Do this: Reproduce the records from their start through the line containing "point(357, 283)", inclusive, omitting the pictures from your answer.
--- Rows ---
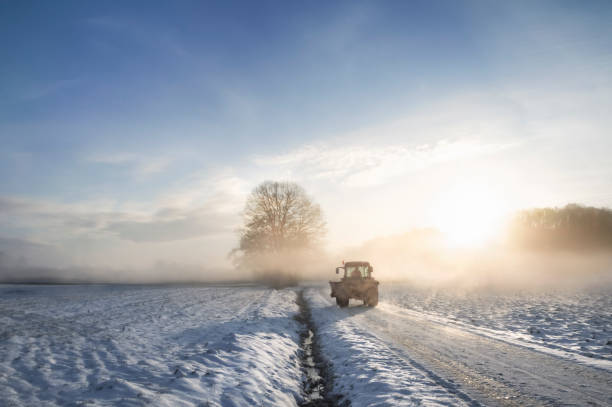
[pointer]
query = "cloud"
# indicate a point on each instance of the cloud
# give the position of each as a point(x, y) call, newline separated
point(139, 164)
point(368, 165)
point(182, 225)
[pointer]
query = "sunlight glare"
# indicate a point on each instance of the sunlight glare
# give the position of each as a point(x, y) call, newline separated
point(469, 215)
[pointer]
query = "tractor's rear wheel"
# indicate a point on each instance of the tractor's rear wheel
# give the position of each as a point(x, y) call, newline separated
point(372, 297)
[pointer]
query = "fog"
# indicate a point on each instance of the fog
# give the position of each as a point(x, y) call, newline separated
point(421, 258)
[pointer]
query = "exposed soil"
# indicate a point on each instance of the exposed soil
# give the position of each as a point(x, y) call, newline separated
point(318, 380)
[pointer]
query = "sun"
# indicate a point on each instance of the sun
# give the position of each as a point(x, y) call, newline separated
point(469, 214)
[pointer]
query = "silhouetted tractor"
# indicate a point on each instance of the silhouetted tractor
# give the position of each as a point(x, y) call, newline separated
point(357, 283)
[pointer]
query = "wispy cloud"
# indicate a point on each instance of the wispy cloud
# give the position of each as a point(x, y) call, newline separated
point(367, 165)
point(138, 164)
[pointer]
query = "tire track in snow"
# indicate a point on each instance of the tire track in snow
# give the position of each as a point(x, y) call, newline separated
point(494, 372)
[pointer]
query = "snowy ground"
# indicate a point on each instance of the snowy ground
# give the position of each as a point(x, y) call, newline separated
point(368, 370)
point(240, 346)
point(393, 355)
point(130, 345)
point(577, 323)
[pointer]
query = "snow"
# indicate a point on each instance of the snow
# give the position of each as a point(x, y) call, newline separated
point(367, 370)
point(240, 346)
point(571, 324)
point(136, 345)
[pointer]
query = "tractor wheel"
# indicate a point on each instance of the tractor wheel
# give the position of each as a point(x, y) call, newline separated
point(372, 298)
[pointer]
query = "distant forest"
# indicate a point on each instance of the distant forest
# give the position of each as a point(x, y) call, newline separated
point(573, 227)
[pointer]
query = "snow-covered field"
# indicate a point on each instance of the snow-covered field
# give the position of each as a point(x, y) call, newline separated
point(130, 345)
point(575, 322)
point(368, 370)
point(242, 346)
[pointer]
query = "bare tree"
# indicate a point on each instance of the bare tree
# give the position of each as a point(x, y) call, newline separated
point(279, 218)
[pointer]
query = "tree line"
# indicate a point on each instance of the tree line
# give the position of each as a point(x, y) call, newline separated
point(573, 227)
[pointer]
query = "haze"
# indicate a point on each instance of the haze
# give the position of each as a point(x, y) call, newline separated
point(132, 135)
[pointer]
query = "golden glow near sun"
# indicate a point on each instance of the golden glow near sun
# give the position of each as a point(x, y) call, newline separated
point(469, 214)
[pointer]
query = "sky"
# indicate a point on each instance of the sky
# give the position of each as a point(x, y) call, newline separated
point(131, 133)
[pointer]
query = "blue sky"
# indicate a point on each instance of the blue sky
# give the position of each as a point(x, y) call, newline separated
point(132, 132)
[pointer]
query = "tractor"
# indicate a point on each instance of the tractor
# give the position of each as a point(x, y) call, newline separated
point(357, 282)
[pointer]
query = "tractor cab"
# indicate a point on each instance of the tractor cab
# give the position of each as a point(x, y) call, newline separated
point(356, 270)
point(356, 282)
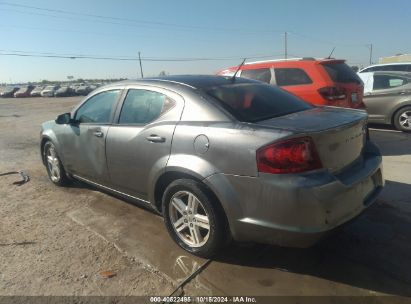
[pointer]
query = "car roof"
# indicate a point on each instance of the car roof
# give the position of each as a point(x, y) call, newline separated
point(192, 81)
point(283, 62)
point(396, 73)
point(387, 64)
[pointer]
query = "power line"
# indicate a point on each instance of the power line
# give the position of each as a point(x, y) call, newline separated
point(130, 58)
point(128, 21)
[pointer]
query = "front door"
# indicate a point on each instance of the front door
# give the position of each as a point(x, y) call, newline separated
point(139, 144)
point(84, 141)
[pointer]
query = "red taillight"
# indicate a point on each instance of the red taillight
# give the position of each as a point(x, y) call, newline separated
point(289, 156)
point(333, 93)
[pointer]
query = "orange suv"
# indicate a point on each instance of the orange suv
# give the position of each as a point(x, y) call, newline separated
point(318, 81)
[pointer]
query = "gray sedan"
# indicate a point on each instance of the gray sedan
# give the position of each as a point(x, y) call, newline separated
point(387, 97)
point(220, 158)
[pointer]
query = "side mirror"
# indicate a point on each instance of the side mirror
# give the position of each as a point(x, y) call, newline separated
point(63, 119)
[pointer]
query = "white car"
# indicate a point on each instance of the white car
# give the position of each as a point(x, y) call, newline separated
point(49, 91)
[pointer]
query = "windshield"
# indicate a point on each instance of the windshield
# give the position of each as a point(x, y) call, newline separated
point(340, 72)
point(250, 102)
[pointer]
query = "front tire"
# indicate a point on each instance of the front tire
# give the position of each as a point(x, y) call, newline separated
point(55, 169)
point(402, 119)
point(193, 218)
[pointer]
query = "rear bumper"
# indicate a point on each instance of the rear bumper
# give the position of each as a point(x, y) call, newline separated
point(297, 210)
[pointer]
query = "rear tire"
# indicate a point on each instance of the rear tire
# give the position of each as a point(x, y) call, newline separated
point(54, 167)
point(193, 218)
point(402, 119)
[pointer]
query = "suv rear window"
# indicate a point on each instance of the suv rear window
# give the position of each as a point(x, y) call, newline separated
point(291, 76)
point(263, 75)
point(340, 72)
point(251, 102)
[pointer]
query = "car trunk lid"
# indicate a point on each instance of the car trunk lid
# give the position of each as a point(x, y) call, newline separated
point(339, 134)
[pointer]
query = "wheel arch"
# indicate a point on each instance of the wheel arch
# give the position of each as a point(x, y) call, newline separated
point(398, 108)
point(169, 176)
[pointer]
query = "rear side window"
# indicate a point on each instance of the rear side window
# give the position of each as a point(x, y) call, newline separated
point(382, 82)
point(98, 108)
point(256, 102)
point(340, 72)
point(263, 75)
point(291, 76)
point(142, 106)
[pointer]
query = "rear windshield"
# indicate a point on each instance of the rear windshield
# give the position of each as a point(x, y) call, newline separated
point(340, 72)
point(251, 102)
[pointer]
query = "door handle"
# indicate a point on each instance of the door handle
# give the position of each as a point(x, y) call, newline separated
point(98, 133)
point(155, 138)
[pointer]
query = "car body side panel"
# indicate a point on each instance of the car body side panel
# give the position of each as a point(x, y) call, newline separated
point(382, 104)
point(209, 142)
point(296, 209)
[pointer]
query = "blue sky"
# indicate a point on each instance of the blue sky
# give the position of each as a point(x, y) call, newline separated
point(227, 30)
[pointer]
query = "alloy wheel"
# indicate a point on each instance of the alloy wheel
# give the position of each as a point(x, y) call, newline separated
point(405, 120)
point(53, 164)
point(189, 219)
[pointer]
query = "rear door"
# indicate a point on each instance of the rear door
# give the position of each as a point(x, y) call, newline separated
point(139, 144)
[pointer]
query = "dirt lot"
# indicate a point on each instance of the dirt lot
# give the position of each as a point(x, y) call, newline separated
point(56, 241)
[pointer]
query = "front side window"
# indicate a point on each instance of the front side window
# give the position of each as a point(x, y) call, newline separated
point(342, 73)
point(142, 106)
point(263, 75)
point(291, 76)
point(98, 108)
point(382, 82)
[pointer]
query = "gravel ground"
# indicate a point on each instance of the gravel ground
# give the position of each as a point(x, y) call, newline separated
point(42, 251)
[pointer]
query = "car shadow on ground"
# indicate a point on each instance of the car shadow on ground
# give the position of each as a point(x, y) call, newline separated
point(372, 252)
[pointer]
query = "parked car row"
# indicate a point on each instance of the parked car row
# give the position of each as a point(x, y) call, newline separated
point(47, 91)
point(386, 95)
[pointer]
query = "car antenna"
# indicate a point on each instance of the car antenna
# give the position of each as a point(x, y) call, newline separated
point(329, 57)
point(238, 69)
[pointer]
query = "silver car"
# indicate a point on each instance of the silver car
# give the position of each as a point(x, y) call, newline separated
point(220, 158)
point(387, 97)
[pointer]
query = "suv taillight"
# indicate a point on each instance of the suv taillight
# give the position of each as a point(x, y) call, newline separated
point(288, 156)
point(333, 93)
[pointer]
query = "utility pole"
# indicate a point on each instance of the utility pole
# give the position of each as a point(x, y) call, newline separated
point(370, 53)
point(141, 67)
point(285, 45)
point(370, 48)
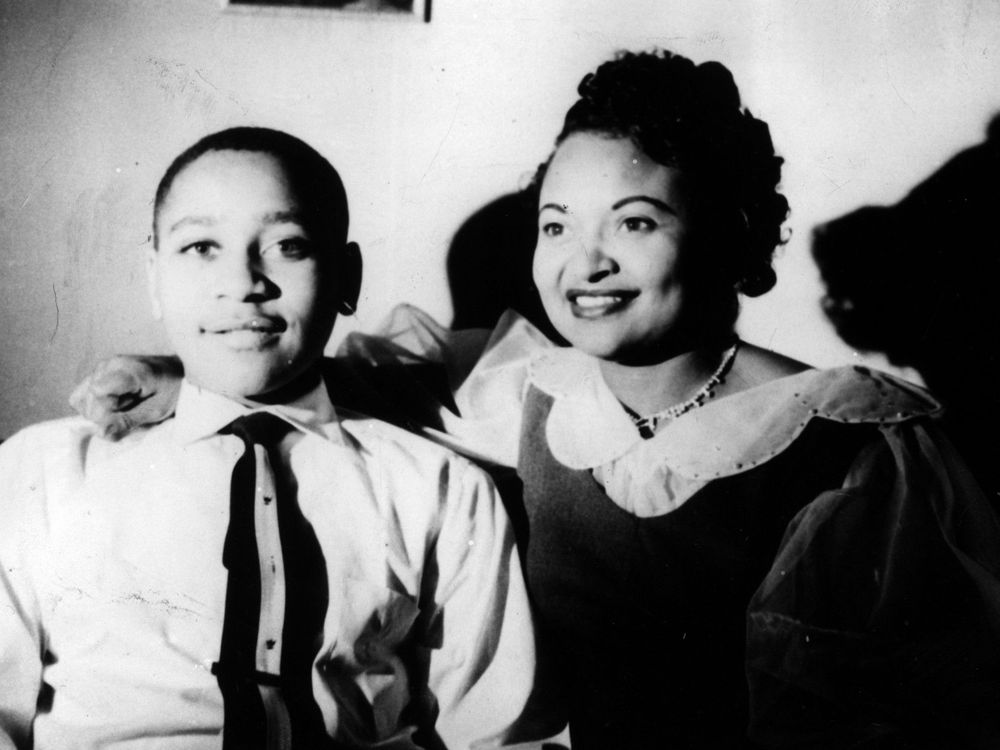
---
Exercise answer:
[pointer]
query = "cloud"
# indicate a point on each instance of the cloud
# give the position of each as a point(x, y) call, newline separated
point(139, 164)
point(368, 165)
point(182, 225)
[pointer]
query = "sunlight glare"
# indicate a point on each instance of the sunlight glare
# give the position of each as a point(x, y) call, newline separated
point(469, 215)
[pointer]
query = "tractor's rear wheel"
# indicate a point on each instance of the tractor's rear wheel
# give the position of each as a point(x, y) call, newline separated
point(372, 297)
[pointer]
query = "fog"
# indicate a point on each instance of the fog
# give the position of each as a point(x, y) call, newline separated
point(421, 258)
[pointer]
query = "exposed soil"
# indicate a point on each instance of the exposed soil
# give the position of each as a point(x, y) call, newline separated
point(318, 380)
[pointer]
query = "sun"
# indicate a point on each instance of the sun
# give the position of each as a point(x, y) call, newline separated
point(469, 214)
[pointer]
query = "silhouetted tractor"
# indicate a point on each instance of the silhouetted tractor
# give the position of each as a point(x, y) call, newline separated
point(357, 283)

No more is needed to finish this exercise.